── Study text

Louisiana State Capitol Building
Posted at 3:44 PM, Jun 06, 2022

The 2022 regular session in Louisiana has adjourned.

The adjournment was expected by 6:00 pm but Sine Die was announced by 5:30 pm.

Gov. John Bel Edwards is expected to comment on the session after the final adjournment.

House Speaker Clay Schexnayder released the following statement upon adjournment of the 2022 Regular Session.

"While this session came with significant challenges, we finished successfully by balancing the budget and ensuring no one-time money was spent on reoccurring expenses while funding education, healthcare, and critical infrastructure projects. 

We placed an emphasis on prioritizing families, taxpayers, and job creators over government expansion to make it easier to start a business and raise a family right here in Louisiana.

We looked at specific infrastructure projects across Louisiana that needed attention and funded significant portions of those projects, including the Mississippi River Bridge in Baton Rouge, the Lake Charles Bridge, I-49, rural road and water programs, and broadband development throughout the state. 

During this legislative session, we were able to add specific trigger language to Louisiana law that will end abortion in Louisiana pending the Supreme Court overturning Roe V. Wade, as well as passing legislation that protects female athletes in high school and college by requiring only biological females participate in female sports.

We stopped new taxes on business from kicking in by stabilizing the unemployment trust fund, invested in proven technical career training programs, and passed a new school choice program for students falling behind in school or with special needs.

Every year of this term we’ve accomplished what people said could not be done and we’re not done yet."

────
── Dataset entries

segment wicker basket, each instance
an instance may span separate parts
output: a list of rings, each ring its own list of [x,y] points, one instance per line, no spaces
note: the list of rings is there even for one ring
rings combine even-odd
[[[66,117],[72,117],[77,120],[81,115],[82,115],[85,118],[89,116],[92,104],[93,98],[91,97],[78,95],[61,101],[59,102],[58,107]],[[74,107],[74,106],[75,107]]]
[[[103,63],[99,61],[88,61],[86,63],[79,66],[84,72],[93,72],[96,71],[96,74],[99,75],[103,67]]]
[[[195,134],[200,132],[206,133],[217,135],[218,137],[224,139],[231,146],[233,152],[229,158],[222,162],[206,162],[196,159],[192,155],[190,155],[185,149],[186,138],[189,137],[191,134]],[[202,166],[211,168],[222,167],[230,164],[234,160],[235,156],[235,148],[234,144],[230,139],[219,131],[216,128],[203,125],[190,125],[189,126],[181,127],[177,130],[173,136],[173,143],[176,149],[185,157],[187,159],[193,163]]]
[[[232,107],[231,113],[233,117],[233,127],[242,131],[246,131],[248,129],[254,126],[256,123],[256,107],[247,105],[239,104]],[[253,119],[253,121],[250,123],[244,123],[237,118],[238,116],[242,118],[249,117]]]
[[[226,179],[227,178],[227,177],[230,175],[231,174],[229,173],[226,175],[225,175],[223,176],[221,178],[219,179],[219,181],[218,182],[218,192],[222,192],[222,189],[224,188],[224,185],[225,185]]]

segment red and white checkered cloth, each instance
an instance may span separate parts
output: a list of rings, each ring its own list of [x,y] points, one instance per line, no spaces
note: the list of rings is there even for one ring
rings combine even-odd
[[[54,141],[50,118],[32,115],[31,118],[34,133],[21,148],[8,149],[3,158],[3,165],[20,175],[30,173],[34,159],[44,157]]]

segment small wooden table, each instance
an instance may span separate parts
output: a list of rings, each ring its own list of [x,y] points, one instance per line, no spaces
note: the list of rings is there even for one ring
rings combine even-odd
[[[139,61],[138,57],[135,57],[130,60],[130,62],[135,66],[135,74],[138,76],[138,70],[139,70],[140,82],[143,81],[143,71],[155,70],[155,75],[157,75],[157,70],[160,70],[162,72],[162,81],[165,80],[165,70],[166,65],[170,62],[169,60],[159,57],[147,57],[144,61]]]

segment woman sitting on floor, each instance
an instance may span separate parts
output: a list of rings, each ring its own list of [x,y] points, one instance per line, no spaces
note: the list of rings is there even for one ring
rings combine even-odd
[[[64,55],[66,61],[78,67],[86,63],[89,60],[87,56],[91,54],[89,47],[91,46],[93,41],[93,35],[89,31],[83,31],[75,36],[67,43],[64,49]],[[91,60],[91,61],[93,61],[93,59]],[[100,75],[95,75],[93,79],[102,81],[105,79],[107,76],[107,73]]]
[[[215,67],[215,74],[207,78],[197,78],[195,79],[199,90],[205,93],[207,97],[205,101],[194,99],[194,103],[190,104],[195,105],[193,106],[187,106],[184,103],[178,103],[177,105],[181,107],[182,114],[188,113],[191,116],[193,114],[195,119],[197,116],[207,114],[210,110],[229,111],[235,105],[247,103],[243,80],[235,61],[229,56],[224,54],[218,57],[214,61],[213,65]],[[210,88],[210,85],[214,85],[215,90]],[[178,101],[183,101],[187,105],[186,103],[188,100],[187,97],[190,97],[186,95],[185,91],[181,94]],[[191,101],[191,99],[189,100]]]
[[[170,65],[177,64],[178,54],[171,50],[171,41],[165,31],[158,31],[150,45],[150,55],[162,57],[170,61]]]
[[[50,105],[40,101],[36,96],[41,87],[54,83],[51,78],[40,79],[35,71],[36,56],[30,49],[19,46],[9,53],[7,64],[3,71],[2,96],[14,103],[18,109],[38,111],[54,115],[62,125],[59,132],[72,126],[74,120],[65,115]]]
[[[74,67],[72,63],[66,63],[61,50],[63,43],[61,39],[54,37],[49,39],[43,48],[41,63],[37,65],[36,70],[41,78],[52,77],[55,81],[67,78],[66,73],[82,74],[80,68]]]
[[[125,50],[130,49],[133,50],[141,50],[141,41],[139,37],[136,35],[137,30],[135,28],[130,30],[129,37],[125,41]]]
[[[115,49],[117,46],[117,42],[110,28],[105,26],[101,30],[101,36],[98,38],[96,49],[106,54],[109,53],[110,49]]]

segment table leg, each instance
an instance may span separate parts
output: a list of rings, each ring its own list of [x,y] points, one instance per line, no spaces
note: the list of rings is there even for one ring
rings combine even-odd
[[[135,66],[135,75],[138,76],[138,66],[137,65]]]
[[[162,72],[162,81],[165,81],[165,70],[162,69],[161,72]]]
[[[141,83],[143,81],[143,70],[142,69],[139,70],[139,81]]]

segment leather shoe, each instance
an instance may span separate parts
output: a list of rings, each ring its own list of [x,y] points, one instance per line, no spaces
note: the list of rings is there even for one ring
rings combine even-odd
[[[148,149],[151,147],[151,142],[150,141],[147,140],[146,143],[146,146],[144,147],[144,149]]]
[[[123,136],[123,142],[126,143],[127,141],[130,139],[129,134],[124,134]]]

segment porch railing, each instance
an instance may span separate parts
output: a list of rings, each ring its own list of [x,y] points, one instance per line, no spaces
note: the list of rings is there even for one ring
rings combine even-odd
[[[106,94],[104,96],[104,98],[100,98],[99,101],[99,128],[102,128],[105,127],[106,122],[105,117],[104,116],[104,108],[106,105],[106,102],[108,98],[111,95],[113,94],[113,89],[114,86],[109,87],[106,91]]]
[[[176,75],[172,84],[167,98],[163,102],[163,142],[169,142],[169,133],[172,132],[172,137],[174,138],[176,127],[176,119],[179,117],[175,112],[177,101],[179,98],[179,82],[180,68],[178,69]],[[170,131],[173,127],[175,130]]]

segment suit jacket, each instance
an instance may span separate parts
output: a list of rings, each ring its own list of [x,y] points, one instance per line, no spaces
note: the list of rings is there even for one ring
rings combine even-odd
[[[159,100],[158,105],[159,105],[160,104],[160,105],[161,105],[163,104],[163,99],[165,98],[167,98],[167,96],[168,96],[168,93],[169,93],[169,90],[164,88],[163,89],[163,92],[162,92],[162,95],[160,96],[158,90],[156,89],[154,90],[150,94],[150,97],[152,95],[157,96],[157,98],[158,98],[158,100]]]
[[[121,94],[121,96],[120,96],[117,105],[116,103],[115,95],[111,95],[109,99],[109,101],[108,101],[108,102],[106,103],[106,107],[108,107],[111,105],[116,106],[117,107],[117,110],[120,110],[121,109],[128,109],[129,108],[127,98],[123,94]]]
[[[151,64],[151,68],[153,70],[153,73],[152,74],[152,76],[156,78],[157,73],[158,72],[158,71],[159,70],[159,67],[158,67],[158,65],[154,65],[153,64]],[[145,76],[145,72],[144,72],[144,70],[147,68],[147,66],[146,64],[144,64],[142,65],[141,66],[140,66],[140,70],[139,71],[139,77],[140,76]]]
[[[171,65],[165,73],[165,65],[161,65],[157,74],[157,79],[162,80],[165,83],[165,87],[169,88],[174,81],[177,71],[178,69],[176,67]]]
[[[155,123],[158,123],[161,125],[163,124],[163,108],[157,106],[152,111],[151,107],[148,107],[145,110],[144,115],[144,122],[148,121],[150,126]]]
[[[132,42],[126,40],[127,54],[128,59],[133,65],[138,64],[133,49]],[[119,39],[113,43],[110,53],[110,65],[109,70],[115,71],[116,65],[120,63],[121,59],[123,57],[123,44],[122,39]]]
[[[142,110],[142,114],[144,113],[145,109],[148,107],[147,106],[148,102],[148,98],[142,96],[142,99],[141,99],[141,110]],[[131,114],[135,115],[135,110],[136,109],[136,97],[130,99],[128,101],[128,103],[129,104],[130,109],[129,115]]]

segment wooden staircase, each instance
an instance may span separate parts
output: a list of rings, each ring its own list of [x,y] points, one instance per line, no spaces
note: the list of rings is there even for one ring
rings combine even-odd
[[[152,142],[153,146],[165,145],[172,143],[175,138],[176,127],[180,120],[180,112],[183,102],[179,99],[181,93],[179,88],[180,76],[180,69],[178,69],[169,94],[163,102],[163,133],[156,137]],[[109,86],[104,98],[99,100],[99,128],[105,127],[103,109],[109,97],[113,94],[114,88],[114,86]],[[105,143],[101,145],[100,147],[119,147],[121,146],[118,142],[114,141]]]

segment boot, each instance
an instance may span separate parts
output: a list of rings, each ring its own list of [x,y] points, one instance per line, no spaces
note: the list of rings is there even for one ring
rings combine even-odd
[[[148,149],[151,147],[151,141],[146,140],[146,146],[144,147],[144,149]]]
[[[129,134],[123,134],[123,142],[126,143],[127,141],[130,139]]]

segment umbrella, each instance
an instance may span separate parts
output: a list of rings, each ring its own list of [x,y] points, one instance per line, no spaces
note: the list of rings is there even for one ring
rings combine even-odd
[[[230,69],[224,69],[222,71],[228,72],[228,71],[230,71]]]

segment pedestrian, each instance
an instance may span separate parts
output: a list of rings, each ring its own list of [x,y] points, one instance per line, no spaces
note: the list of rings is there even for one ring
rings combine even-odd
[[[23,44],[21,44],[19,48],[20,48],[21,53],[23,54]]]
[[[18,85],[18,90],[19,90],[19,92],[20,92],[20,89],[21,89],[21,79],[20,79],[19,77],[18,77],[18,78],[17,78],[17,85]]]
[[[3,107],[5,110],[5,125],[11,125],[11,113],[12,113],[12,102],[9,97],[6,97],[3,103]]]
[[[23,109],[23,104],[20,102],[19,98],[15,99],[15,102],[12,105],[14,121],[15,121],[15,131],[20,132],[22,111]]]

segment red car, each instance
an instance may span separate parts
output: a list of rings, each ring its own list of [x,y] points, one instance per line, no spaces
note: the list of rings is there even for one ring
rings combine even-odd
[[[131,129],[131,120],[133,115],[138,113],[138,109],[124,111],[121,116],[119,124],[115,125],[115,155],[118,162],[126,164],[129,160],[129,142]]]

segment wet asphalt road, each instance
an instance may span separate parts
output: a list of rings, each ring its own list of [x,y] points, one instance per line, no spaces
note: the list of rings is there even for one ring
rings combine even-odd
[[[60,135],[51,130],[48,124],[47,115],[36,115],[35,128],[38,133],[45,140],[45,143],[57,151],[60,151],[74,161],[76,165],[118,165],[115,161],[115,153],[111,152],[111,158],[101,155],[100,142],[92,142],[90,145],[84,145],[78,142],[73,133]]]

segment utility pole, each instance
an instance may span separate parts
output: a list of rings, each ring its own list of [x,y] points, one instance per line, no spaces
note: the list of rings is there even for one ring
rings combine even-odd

────

### Exercise instructions
Please update the adjournment article by giving everything from "We placed an" down to "here in Louisiana." again, with "job creators" swapped out for "employers". Rely only on the adjournment article and nothing else.

### Solution to the problem
We placed an emphasis on prioritizing families, taxpayers, and employers over government expansion to make it easier to start a business and raise a family right here in Louisiana.